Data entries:
• • • • • • •
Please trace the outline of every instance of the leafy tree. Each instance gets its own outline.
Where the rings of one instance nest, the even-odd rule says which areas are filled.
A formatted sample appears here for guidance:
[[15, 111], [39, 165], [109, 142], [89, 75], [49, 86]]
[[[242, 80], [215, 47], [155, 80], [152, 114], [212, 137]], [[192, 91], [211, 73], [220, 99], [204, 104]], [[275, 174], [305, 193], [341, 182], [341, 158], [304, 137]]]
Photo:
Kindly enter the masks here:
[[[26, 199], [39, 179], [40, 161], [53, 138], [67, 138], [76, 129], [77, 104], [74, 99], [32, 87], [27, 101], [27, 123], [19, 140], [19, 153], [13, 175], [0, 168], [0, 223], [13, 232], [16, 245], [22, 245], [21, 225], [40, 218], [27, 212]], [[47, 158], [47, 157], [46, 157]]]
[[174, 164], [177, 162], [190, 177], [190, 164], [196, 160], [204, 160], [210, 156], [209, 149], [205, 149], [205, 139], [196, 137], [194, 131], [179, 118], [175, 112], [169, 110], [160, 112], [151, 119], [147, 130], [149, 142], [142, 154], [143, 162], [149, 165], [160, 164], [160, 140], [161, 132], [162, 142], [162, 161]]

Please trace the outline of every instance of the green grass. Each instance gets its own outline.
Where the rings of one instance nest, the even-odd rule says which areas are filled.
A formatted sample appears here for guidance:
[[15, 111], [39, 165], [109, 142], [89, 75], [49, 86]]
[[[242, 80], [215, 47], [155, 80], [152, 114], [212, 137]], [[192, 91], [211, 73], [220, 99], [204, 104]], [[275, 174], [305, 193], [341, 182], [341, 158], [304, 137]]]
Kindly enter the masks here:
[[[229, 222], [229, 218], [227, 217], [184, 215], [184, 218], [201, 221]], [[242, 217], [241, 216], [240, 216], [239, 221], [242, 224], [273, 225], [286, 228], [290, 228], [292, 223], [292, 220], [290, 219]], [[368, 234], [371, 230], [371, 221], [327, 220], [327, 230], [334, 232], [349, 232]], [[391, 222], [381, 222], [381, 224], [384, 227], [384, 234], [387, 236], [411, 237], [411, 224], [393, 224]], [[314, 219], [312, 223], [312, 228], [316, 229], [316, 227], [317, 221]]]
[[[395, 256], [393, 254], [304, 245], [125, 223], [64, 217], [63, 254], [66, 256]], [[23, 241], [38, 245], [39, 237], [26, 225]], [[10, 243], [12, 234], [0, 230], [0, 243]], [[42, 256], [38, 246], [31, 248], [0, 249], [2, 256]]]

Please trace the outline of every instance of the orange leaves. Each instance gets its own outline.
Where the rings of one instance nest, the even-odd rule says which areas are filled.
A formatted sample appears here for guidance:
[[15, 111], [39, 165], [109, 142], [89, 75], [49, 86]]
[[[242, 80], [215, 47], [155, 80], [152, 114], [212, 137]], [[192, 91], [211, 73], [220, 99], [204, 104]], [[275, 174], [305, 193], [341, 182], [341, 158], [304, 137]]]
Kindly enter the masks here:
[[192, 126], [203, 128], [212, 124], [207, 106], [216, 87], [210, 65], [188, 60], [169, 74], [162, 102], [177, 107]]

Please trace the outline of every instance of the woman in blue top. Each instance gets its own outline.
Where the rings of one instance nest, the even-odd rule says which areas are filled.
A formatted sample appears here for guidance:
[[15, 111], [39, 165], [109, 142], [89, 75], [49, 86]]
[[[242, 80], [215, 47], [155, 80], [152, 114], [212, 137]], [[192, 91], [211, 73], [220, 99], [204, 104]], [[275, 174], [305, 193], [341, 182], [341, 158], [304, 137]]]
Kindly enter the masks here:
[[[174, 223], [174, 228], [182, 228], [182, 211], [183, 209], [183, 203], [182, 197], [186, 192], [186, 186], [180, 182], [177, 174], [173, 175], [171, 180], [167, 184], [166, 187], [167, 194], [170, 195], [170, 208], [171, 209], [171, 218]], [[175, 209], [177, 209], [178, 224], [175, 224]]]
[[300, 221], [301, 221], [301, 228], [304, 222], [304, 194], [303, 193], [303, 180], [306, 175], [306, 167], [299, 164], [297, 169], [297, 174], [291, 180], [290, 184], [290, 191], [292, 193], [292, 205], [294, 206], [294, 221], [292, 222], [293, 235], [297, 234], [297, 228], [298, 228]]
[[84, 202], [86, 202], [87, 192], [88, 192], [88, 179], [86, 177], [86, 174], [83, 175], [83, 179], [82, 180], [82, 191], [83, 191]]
• • • • • • •
_What is needed_
Can you write out every row above again, word for word and unchanged?

_Answer to this task_
Please trace the outline of every instance of the leafy tree. Each instance gets its own outline.
Where the rings of one instance nest, the even-odd rule says which areas are filled.
A formatted sample appears here for guidance:
[[15, 111], [39, 165], [109, 142], [89, 75], [49, 86]]
[[[242, 80], [215, 47], [155, 80], [152, 114], [212, 137]], [[192, 91], [211, 73], [220, 99], [204, 104]], [[275, 174], [305, 193], [341, 182], [341, 158], [304, 137]]]
Photo:
Kindly enter the masks here:
[[[26, 199], [39, 179], [40, 161], [53, 138], [67, 138], [76, 129], [77, 104], [74, 99], [32, 87], [27, 101], [27, 123], [19, 140], [19, 153], [13, 175], [0, 168], [0, 223], [13, 232], [16, 245], [22, 245], [21, 225], [40, 218], [27, 212]], [[47, 158], [47, 157], [46, 157]]]
[[174, 164], [177, 162], [190, 177], [190, 164], [196, 160], [204, 160], [210, 156], [209, 149], [205, 149], [205, 139], [196, 137], [194, 131], [179, 118], [175, 112], [169, 110], [160, 112], [151, 119], [147, 130], [149, 142], [142, 154], [143, 162], [149, 165], [160, 164], [160, 140], [161, 132], [162, 142], [162, 161]]

Please trace the outline of every instance of the green grass. Each instance gets its own outline.
Where the rings of one instance nest, the even-odd rule says which areas are filled.
A formatted sample appears here for guidance:
[[15, 111], [39, 165], [109, 142], [89, 75], [49, 86]]
[[[242, 80], [215, 47], [155, 80], [152, 114], [212, 137]], [[192, 91], [211, 73], [220, 99], [204, 104]], [[275, 174], [305, 193], [341, 182], [341, 158], [304, 137]]]
Kindly enter the masks here:
[[[229, 222], [229, 218], [227, 217], [184, 215], [184, 218], [201, 221]], [[242, 217], [241, 216], [240, 216], [239, 221], [242, 224], [273, 225], [286, 228], [290, 228], [292, 223], [292, 220], [290, 219]], [[368, 234], [371, 230], [371, 221], [327, 220], [327, 230], [334, 232], [349, 232]], [[391, 222], [381, 222], [381, 224], [384, 227], [384, 234], [387, 236], [411, 237], [411, 224], [393, 224]], [[314, 219], [312, 223], [312, 228], [316, 229], [316, 227], [317, 221]]]
[[[395, 256], [393, 254], [304, 245], [125, 223], [64, 217], [63, 254], [66, 256]], [[23, 241], [38, 245], [39, 237], [26, 225]], [[10, 243], [12, 234], [0, 230], [0, 243]], [[42, 256], [38, 246], [31, 248], [0, 249], [2, 256]]]

Please trace the outline of every instance of the orange leaves. Each instance gets its own outline.
Where the rings of one instance nest, the even-odd rule says which areas are filled.
A formatted sample appears here for guidance:
[[15, 111], [39, 165], [109, 142], [89, 75], [49, 86]]
[[[242, 80], [215, 47], [155, 80], [152, 114], [212, 137]], [[192, 91], [211, 73], [220, 99], [204, 104]], [[275, 174], [305, 193], [341, 182], [341, 158], [304, 137]]]
Kindly enter the masks here:
[[192, 126], [203, 128], [212, 124], [207, 106], [216, 87], [210, 65], [188, 60], [169, 74], [162, 102], [177, 107]]

Please trace the outline of every instance of the woman in blue top. Each instance gets its own outline.
Where the rings of one instance nest, the even-odd rule says which areas are filled.
A formatted sample appears here for guidance:
[[15, 111], [39, 165], [109, 142], [89, 75], [49, 86]]
[[[242, 80], [215, 47], [155, 80], [152, 114], [212, 137]], [[192, 91], [211, 73], [220, 99], [204, 104]], [[275, 174], [305, 193], [341, 182], [341, 158], [304, 137]]]
Kindly enter the masks here:
[[[174, 223], [174, 228], [182, 228], [182, 211], [183, 209], [183, 203], [182, 197], [186, 192], [186, 186], [180, 182], [177, 174], [173, 175], [171, 180], [167, 184], [166, 187], [167, 194], [170, 195], [170, 208], [171, 209], [171, 218]], [[175, 209], [177, 209], [178, 224], [175, 224]]]
[[300, 221], [301, 221], [301, 228], [304, 222], [304, 194], [303, 193], [303, 180], [306, 175], [306, 167], [299, 164], [297, 169], [297, 174], [291, 180], [290, 184], [290, 191], [292, 193], [292, 205], [294, 206], [294, 221], [292, 222], [293, 235], [297, 234], [297, 228], [298, 228]]
[[84, 202], [86, 202], [87, 192], [88, 192], [88, 179], [86, 177], [86, 174], [83, 175], [83, 179], [82, 180], [82, 191], [83, 191]]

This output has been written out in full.